* _EXTRACT TO READ_:
Yes. And that's despite the fact that Evans and Bohin refused to be tied down on how long their murder methods would take, so they had enormous flexibility in speculating about when "the nurse" might have done something. Air in stomach? Evans started by telling the police it would act immediately. Then he changed his mind. Based on what? Well, he told Myers you couldn't know because you couldn't experiment on babies. So, just whatever worked for plot purposes then.
If you read news summaries of the case, you might be forgiven for thinking that the experts had argued that a certain event at a certain time had precipitated each death, and that Lucy Letby was known to have been there with an opportunity to produce that event.
When you look at the testimony, it's nothing of the sort.
Baby A - supposed to have been killed by air embolism in a tiny room in front of several people, without any disruption to the flow of the line Lucy Letby allegedly used.
Baby C - none of the nurses on duty originally testified, in sworn police statements, that she was present at key moment. One of them changed her story later, another wasn't sure, another still testified in court that she wasn't
Baby D - Lucy Letby's opportunity to inject air was, according to Evans, hours before the child died and hours before the famous air embolism rash appeared. If you ignore his blustering and follow his claims to their logical conclusion ... the air embolism just went away and came back again
Baby E - yes, if the baby died of internal trauma, the opportunity was there. But there was scant evidence for this - no weapon, no post-mortem - so Evans preferred air embolism, since the child, hours later, had a rash. Assuming the air embolism preceded a collapse, Lucy Letby must have chosen to murder the child in front of the doctor treating him
Baby I - as with baby C, the prosecution experts had to swap their "suspicious events" around to match Lucy Letby's shifts.

* _INPUT DATA_:
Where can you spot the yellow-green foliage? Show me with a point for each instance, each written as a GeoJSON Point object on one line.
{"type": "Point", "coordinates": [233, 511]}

* * *

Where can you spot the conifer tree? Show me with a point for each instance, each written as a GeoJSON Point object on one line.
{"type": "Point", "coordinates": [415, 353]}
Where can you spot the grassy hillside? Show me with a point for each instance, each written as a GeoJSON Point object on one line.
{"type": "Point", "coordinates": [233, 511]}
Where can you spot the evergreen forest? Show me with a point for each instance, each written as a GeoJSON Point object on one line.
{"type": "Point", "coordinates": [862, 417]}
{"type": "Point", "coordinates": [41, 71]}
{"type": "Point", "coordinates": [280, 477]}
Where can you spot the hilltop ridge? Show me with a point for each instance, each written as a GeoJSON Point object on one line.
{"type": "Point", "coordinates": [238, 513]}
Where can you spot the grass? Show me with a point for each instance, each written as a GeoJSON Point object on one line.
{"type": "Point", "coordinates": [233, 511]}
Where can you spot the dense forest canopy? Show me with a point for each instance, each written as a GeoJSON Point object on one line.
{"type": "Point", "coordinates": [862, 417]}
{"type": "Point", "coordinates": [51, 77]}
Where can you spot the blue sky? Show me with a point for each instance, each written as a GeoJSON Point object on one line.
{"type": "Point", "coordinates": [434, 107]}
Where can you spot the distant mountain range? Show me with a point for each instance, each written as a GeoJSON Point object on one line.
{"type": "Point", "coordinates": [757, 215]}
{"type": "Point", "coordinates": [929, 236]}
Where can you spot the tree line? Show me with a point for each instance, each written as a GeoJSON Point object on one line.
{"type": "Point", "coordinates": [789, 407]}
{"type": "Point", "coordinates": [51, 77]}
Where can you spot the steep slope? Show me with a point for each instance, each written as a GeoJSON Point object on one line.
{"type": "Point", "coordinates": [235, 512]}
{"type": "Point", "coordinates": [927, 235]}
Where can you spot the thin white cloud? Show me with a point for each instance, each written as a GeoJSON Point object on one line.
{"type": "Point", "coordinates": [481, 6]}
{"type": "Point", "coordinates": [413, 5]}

* * *

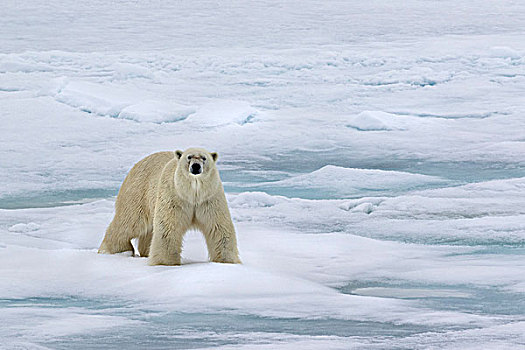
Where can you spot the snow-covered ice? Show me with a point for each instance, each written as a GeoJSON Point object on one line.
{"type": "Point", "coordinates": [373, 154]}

* _TASK ITEM 1_: Write out the part of the commentary on the Lucy Letby case between "Yes. And that's" and "plot purposes then.", inclusive.
* _TASK ITEM 2_: According to the commentary on the Lucy Letby case, why did Evans prefer air embolism over internal trauma as the cause of Baby E's death? Answer in one to three sentences.
* _TASK ITEM 3_: Extend the commentary on the Lucy Letby case onward from its last sentence.

* _ANSWER SECTION 1_:
Yes. And that's despite the fact that Evans and Bohin refused to be tied down on how long their murder methods would take, so they had enormous flexibility in speculating about when "the nurse" might have done something. Air in stomach? Evans started by telling the police it would act immediately. Then he changed his mind. Based on what? Well, he told Myers you couldn't know because you couldn't experiment on babies. So, just whatever worked for plot purposes then.

* _ANSWER SECTION 2_: There was little evidence for internal trauma, with no weapon and no post-mortem. Evans turned instead to air embolism because the child had a rash hours later.

* _ANSWER SECTION 3_:
Baby O - as with baby E, there was an opportunity for Lucy Letby to do something earlier in the day, if she really knew how to punch a liver without leaving a mark, but again, it's claimed he died of air embolism too. And again, a rash hours later when he was surrounded by panicked medics, who presumably didn't notice Lucy Letby reaching in randomly with a syringe.
Baby P. Who knows what happened to baby P? If you ask Dr Bohin, something must have, because the baby went from being well to ill with Lucy Letby in the room. The fact that a whole medical team was in the room with her doesn't seem to matter.
There is an awful lot of precision in the prosecution's records of course. It comes mostly from the swipe cards and the medical records. You get a lot of stuff like, at 23.12 nurse Bennion left the unit, at 23.15 nurse Letby signed for medication in room 2 ... but the timeline dissolves into bluster and guesswork when you try to pin down the vital questions of what happened to the children when and how.
The timeline is the most vaunted part of the case, and it can look quite plausible in snippets from newspaper summaries, but when you look at it more closely, it's one of the clearest signs that the case is a mess.